• [Prompt]: Extend the article on Zume Pizza's robot-made pies by a few paragraphs, picking up after its final sentence.

• [Exercise passage]:
——————

Skip to main content

Processed pies: Silicon Valley’s Zume Pizza ready to offer you dinner made by a robot

Zume Pizza robots are getting arms to help retrieve and box pies

Even the food in Silicon Valley is getting high tech. No, we’re not talking about meal-replacement shakes or coffee with butter in it — we’re talking good, old-fashioned pizza. Well, not exactly old-fashioned — the pies from Zume Pizza are made by robots. To help it reach new heights, the company is upgrading its existing robots by adding arms into the mix.

It is the latest in a new trend within the food industry  — and a number of industries globally —  to increasingly depend upon machines rather than human labor. In this case, robots are not just taking your order or clearing your tables — they are the chef, too.

In order to help these machine chefs better do their jobs, Zume is giving them ABB robotic arms, which are capable of pulling pizzas from 800-degree ovens, and placing them on shelves. So efficient are these appendages that they can fill a whole rack in just 4.5 minutes.

——————

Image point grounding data
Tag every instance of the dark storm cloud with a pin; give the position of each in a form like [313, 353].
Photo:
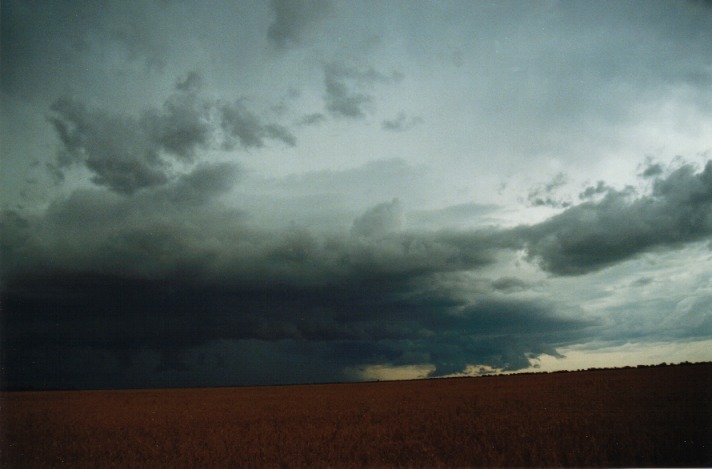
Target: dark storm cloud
[292, 17]
[594, 235]
[127, 153]
[111, 275]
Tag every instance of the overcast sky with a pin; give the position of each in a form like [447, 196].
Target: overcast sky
[221, 192]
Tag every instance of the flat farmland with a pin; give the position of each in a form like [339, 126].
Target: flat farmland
[652, 416]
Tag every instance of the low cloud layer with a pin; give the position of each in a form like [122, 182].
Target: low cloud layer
[347, 186]
[118, 275]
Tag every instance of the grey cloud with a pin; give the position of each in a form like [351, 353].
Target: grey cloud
[249, 130]
[400, 123]
[115, 275]
[593, 235]
[117, 150]
[127, 154]
[347, 88]
[310, 119]
[652, 170]
[379, 220]
[593, 191]
[545, 194]
[292, 17]
[509, 284]
[454, 216]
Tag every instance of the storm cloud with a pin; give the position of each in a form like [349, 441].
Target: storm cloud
[593, 235]
[127, 153]
[293, 191]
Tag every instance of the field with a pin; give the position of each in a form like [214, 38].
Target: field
[652, 416]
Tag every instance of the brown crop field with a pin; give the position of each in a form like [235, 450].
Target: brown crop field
[652, 416]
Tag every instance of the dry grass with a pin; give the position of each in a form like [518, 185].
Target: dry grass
[636, 417]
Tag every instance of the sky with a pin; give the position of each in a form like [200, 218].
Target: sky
[249, 192]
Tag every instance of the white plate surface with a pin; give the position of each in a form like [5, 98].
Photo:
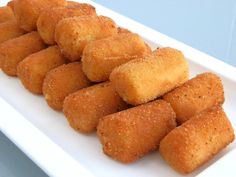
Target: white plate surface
[45, 136]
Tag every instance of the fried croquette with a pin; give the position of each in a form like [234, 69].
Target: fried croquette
[72, 4]
[48, 19]
[82, 30]
[100, 57]
[197, 94]
[62, 81]
[15, 50]
[33, 69]
[84, 108]
[6, 14]
[28, 11]
[197, 140]
[11, 5]
[130, 134]
[122, 30]
[10, 30]
[144, 79]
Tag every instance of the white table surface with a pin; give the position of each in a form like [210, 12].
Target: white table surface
[209, 26]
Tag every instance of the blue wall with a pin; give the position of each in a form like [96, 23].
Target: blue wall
[208, 25]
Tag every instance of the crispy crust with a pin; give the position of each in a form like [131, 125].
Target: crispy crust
[144, 79]
[28, 11]
[84, 108]
[11, 4]
[100, 57]
[10, 30]
[15, 50]
[62, 81]
[196, 141]
[128, 135]
[197, 94]
[82, 30]
[48, 19]
[6, 14]
[33, 69]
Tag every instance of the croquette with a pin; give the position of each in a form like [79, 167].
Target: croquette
[144, 79]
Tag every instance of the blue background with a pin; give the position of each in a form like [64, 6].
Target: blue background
[208, 25]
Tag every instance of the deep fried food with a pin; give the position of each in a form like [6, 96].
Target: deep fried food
[84, 108]
[196, 141]
[15, 50]
[10, 30]
[130, 134]
[82, 30]
[33, 69]
[100, 57]
[48, 19]
[197, 94]
[28, 11]
[11, 4]
[72, 4]
[6, 14]
[123, 30]
[142, 80]
[62, 81]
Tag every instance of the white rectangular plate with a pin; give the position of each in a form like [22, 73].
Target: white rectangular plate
[45, 136]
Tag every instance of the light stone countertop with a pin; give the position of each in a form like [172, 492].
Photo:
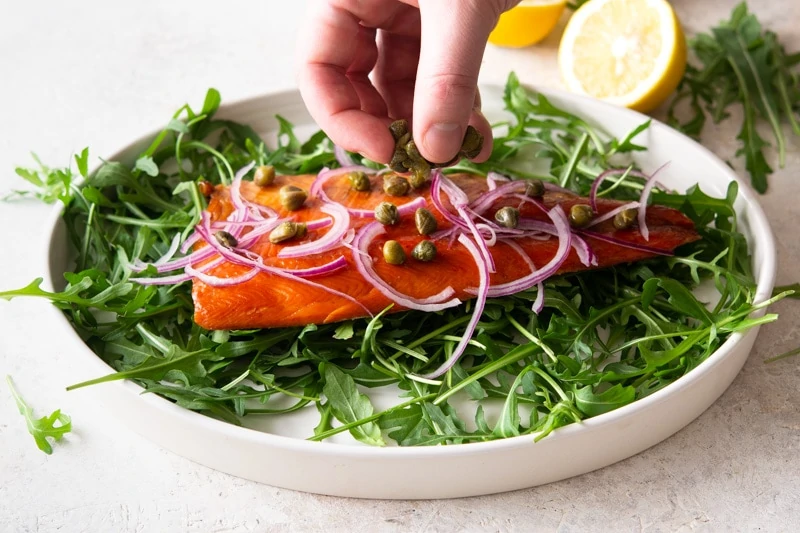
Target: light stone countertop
[99, 74]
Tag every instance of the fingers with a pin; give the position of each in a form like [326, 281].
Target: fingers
[336, 57]
[447, 76]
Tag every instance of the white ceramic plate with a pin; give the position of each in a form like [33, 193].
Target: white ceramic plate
[278, 455]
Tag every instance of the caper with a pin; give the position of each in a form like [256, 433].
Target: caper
[395, 185]
[205, 187]
[625, 219]
[393, 253]
[580, 215]
[419, 166]
[424, 251]
[472, 144]
[398, 128]
[284, 232]
[264, 176]
[386, 213]
[425, 221]
[359, 181]
[292, 198]
[534, 188]
[508, 217]
[226, 239]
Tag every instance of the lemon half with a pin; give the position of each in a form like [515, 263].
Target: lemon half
[628, 52]
[527, 23]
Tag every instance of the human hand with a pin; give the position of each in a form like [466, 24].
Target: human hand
[367, 63]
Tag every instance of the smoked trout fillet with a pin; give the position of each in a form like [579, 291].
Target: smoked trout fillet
[270, 301]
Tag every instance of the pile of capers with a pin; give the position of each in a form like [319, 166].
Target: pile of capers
[406, 157]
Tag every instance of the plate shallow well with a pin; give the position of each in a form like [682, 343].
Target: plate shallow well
[277, 454]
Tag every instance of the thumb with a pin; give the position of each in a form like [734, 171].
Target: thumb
[454, 35]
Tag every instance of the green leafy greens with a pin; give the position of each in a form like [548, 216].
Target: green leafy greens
[42, 428]
[740, 63]
[604, 339]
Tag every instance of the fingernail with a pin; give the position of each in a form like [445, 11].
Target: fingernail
[442, 140]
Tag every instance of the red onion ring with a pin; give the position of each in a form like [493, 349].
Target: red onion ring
[480, 303]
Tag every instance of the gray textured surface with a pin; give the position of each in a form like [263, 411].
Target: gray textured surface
[89, 74]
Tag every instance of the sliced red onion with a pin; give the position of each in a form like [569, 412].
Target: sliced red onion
[526, 282]
[481, 204]
[331, 239]
[205, 231]
[342, 157]
[328, 268]
[166, 280]
[173, 247]
[611, 214]
[648, 186]
[363, 263]
[582, 248]
[625, 244]
[480, 303]
[190, 241]
[216, 281]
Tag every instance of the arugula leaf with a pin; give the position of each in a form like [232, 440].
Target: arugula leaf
[349, 405]
[43, 428]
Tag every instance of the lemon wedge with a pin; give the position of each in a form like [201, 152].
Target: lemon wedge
[528, 23]
[628, 52]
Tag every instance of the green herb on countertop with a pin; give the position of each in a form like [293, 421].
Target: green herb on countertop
[741, 64]
[43, 428]
[637, 330]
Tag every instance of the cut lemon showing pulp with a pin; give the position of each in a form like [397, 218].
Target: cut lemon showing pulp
[528, 23]
[628, 52]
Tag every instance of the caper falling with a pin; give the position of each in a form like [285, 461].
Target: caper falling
[425, 221]
[292, 198]
[424, 251]
[359, 181]
[625, 219]
[395, 185]
[580, 215]
[393, 253]
[534, 188]
[386, 213]
[226, 239]
[264, 176]
[508, 217]
[285, 231]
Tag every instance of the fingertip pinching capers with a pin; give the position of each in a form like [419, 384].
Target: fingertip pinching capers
[425, 221]
[625, 219]
[292, 198]
[359, 181]
[580, 215]
[288, 230]
[264, 176]
[395, 185]
[424, 251]
[508, 217]
[393, 253]
[387, 214]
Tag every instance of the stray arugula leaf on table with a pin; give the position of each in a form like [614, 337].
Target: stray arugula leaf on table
[43, 428]
[742, 64]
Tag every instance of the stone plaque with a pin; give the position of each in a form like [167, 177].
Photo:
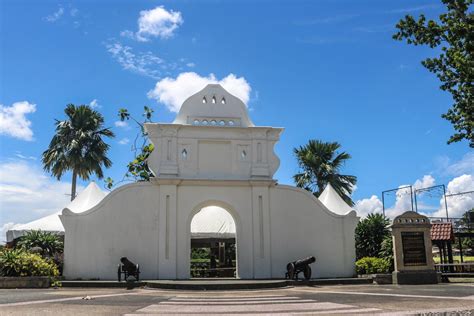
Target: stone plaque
[413, 246]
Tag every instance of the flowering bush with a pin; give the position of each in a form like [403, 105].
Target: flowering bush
[17, 262]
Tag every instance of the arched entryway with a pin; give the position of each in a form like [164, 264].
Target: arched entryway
[213, 243]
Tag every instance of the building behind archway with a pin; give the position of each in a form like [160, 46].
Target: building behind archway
[211, 155]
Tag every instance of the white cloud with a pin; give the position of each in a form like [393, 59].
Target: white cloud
[463, 166]
[402, 200]
[173, 91]
[27, 194]
[94, 104]
[122, 124]
[55, 16]
[124, 141]
[13, 121]
[458, 204]
[365, 207]
[157, 22]
[21, 156]
[146, 64]
[425, 182]
[3, 231]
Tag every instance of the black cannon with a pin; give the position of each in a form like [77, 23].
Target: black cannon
[295, 267]
[128, 268]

——————

• [Task result]:
“We’re going to eliminate boring, repetitive, dangerous jobs, and we’re going to free up people to do things that are higher value,” co-founder Alex Garden, a former Microsoft manager and president of mobile game maker Zynga Studios, told the Associated Press in 2016. Seeing that a stat from Cintas claims that restaurants jobs are responsible for up to 33 percent of occupational burns, Zume really could be saving humans several trips to the hospital.

Already, Zume’s robots are taking care of spreading sauce on pizza dough when it comes down a conveyor belt and sliding the raw masterpieces into a hot oven. While humans are still dealing with prepping the dough and ensuring the right amount of cheese and toppings make it onto every pie, robots will soon be in charge of that aspect as well.

“We automate those repetitive tasks so that we can spend more money on higher quality ingredients,” said Julia Collins, Zume’s CEO and co-founder. “There will always be a model here at Zume where robots and humans work together to create delicious food.” So don’t worry — robots won’t be kicking you out of the restaurant industry altogether, yet.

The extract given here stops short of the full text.